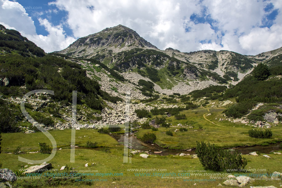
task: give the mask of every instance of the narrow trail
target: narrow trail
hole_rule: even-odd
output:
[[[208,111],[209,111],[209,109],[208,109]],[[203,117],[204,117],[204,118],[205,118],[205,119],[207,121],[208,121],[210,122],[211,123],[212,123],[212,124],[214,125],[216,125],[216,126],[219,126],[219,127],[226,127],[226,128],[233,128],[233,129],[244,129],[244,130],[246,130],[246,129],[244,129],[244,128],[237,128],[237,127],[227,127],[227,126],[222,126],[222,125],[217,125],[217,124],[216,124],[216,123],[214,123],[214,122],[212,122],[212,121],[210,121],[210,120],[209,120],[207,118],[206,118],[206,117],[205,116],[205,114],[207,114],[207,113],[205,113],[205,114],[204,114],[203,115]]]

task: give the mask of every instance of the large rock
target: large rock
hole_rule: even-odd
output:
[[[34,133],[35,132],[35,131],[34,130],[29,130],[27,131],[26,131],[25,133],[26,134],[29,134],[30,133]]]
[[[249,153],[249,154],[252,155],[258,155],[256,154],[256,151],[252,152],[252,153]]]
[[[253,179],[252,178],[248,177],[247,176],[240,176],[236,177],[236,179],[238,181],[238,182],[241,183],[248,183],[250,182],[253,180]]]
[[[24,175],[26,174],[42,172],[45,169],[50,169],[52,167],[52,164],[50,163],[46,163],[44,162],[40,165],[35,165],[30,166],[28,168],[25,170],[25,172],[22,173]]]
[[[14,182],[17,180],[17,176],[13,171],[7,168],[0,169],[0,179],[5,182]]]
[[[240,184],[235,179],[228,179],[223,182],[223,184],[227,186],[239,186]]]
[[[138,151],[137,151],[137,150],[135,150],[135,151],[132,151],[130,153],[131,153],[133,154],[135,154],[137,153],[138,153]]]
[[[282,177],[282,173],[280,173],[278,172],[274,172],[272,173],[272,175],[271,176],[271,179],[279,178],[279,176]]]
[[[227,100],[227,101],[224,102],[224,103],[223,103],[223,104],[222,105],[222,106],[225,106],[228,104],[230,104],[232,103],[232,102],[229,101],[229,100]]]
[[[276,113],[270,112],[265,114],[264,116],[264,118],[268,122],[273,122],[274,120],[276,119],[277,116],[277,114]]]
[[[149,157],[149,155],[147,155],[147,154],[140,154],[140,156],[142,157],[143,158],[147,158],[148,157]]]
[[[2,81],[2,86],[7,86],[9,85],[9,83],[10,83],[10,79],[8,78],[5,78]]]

- PROBLEM DETAILS
Beginning with the line that contains "task: give the mask of every instance of the large", quote each line exactly through the last line of the entries above, and nothing beyond them.

- THE RESULT
task: give the mask of every instance of the large rock
target: large rock
hole_rule: even-odd
output:
[[[34,133],[35,132],[35,131],[34,130],[29,130],[27,131],[26,131],[25,133],[26,134],[29,134],[30,133]]]
[[[249,153],[249,154],[252,155],[258,155],[256,154],[256,151],[252,152],[252,153]]]
[[[253,179],[252,178],[248,177],[247,176],[240,176],[236,177],[236,179],[238,181],[238,182],[241,183],[248,183],[250,182],[253,180]]]
[[[24,175],[26,174],[42,172],[45,169],[50,169],[52,167],[52,164],[50,163],[46,163],[44,162],[40,165],[35,165],[30,166],[28,168],[25,170],[25,172],[22,173]]]
[[[14,182],[17,180],[17,176],[13,171],[7,168],[0,169],[0,179],[5,182]]]
[[[240,184],[235,179],[228,179],[223,182],[223,184],[227,186],[239,186]]]
[[[138,151],[137,151],[137,150],[135,150],[135,151],[132,151],[130,153],[131,153],[133,154],[135,154],[137,153],[138,153]]]
[[[282,177],[282,173],[280,173],[278,172],[274,172],[272,173],[272,175],[271,176],[271,179],[279,178],[279,176]]]
[[[227,100],[227,101],[224,102],[224,103],[223,103],[223,104],[222,105],[222,106],[225,106],[228,104],[230,104],[232,103],[232,102],[229,101],[229,100]]]
[[[276,113],[270,112],[265,114],[264,116],[264,118],[268,122],[273,122],[274,120],[276,119],[277,116],[277,114]]]
[[[149,157],[149,155],[147,155],[147,154],[140,154],[140,156],[142,157],[143,158],[147,158],[148,157]]]
[[[2,81],[2,86],[7,86],[9,85],[9,83],[10,83],[10,79],[8,78],[5,78]]]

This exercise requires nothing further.